• Your objective
Can you update the items below so that every "pixel coordinates" becomes "image coordinates" and nothing else changes?

'''

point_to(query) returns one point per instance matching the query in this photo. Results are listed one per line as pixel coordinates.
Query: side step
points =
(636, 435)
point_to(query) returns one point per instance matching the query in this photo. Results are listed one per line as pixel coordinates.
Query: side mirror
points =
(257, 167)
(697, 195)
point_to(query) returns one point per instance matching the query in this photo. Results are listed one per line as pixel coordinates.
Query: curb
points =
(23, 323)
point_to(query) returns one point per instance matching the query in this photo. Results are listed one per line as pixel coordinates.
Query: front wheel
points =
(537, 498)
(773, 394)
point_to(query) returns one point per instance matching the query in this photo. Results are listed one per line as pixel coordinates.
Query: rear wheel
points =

'''

• Correct answer
point_to(query) returns one point per instance matching the query in this photo. Results are listed one per line as image coordinates.
Query: side step
points =
(636, 435)
point_to(query) returns one point per instance matching the query in this photo. Results are listed one per line as image coordinates.
Query: side mirror
points =
(257, 167)
(697, 195)
point_to(query) returns one point per instance matching the query in this photo. Results are listed one per line as image coordinates.
Query: curb
points =
(23, 323)
point_to(query) returns one point per instance matching the query in this photo. Results are listed one per line as image coordinates.
Query: front wheel
points =
(537, 498)
(773, 394)
point_to(query) returns one point per instance matching the query in this photo. Results are listed one per line as image coordinates.
Query: rear wheel
points =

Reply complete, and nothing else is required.